Goal of the exercise
Copy all of the following data word for word, keeping every line in its original order.

Source records
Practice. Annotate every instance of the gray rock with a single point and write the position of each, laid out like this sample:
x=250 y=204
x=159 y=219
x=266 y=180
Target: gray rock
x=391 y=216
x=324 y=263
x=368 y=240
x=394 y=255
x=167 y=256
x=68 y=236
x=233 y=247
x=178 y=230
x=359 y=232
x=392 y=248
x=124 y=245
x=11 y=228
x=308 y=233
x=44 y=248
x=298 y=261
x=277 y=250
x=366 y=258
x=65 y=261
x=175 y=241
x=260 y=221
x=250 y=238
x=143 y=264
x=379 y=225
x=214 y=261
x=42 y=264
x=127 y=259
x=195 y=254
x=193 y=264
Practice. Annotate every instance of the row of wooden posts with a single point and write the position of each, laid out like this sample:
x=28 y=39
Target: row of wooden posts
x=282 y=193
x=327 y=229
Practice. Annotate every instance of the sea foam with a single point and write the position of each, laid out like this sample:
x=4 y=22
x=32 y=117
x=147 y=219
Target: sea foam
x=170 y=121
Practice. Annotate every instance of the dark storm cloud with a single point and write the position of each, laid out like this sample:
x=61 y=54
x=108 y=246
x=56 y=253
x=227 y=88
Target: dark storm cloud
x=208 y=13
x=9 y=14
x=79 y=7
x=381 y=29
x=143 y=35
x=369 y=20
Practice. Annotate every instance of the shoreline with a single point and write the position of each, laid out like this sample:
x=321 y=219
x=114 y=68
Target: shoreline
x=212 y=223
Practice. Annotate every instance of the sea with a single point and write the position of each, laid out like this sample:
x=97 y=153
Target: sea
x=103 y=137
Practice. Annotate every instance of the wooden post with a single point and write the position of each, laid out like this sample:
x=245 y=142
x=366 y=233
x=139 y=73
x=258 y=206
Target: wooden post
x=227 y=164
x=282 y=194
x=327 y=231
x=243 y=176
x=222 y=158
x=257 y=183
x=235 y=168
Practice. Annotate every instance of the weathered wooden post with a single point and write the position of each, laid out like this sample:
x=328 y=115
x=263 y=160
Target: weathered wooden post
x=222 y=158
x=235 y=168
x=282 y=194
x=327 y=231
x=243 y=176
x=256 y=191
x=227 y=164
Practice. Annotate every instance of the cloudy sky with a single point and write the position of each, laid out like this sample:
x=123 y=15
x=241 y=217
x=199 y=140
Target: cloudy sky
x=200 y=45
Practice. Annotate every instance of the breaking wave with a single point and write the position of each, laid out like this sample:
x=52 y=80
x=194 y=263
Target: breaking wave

Exercise result
Practice. Annotate every instance of the gray rock with a single point and write the position of each, laid out like this sample:
x=250 y=204
x=159 y=219
x=266 y=180
Target: gray rock
x=391 y=216
x=324 y=263
x=368 y=240
x=394 y=255
x=167 y=256
x=68 y=236
x=233 y=247
x=178 y=230
x=359 y=232
x=392 y=248
x=124 y=245
x=11 y=228
x=308 y=233
x=44 y=248
x=298 y=261
x=277 y=250
x=366 y=258
x=65 y=261
x=175 y=241
x=260 y=221
x=250 y=238
x=143 y=264
x=379 y=225
x=214 y=261
x=42 y=264
x=127 y=259
x=195 y=254
x=193 y=264
Practice. Annotate every instance of the row of wooden posts with a single point and write the position of each, laid out like this sample:
x=28 y=39
Target: row of wooden posts
x=282 y=193
x=327 y=229
Practice. Annotate every instance of the sea foam with a single point and write the position of each, laid out like this sample:
x=4 y=22
x=32 y=117
x=147 y=219
Target: sea foam
x=170 y=121
Practice. Annotate every instance of the dark storm cloud with a single point and write the position of each, laid out like this sample:
x=61 y=54
x=108 y=246
x=56 y=253
x=227 y=88
Target: dark storm cloud
x=208 y=13
x=9 y=14
x=79 y=7
x=381 y=29
x=143 y=35
x=369 y=20
Practice. Annotate every instance of the shoreline with a single point and write the position of each, laid out like this sample:
x=321 y=219
x=114 y=68
Target: shoreline
x=212 y=223
Practice. Annotate every instance of the sea with a single point and write the position of each, laid out like this sample:
x=97 y=153
Target: sea
x=103 y=137
Practice. Annotate every instance of the wooden post with a single point and write the position of each, laid out like this sample:
x=245 y=142
x=366 y=233
x=139 y=73
x=258 y=206
Target: wooden post
x=227 y=164
x=282 y=194
x=327 y=231
x=243 y=176
x=222 y=158
x=257 y=183
x=235 y=168
Practice. Annotate every instance of the weathered wooden post with a single point and write the position of each, laid out like this sample:
x=328 y=115
x=263 y=160
Target: weathered wooden post
x=222 y=158
x=235 y=168
x=282 y=194
x=327 y=231
x=243 y=176
x=256 y=191
x=227 y=164
Practice. Annotate every instance of the cloudy sky with a single point and write the position of each, laid out like this sample:
x=123 y=15
x=241 y=217
x=199 y=140
Target: cloudy sky
x=200 y=45
Practice. Annotate every instance of the breaking wave with a single point and write the position of each, laid out like this sample:
x=52 y=80
x=194 y=263
Target: breaking wave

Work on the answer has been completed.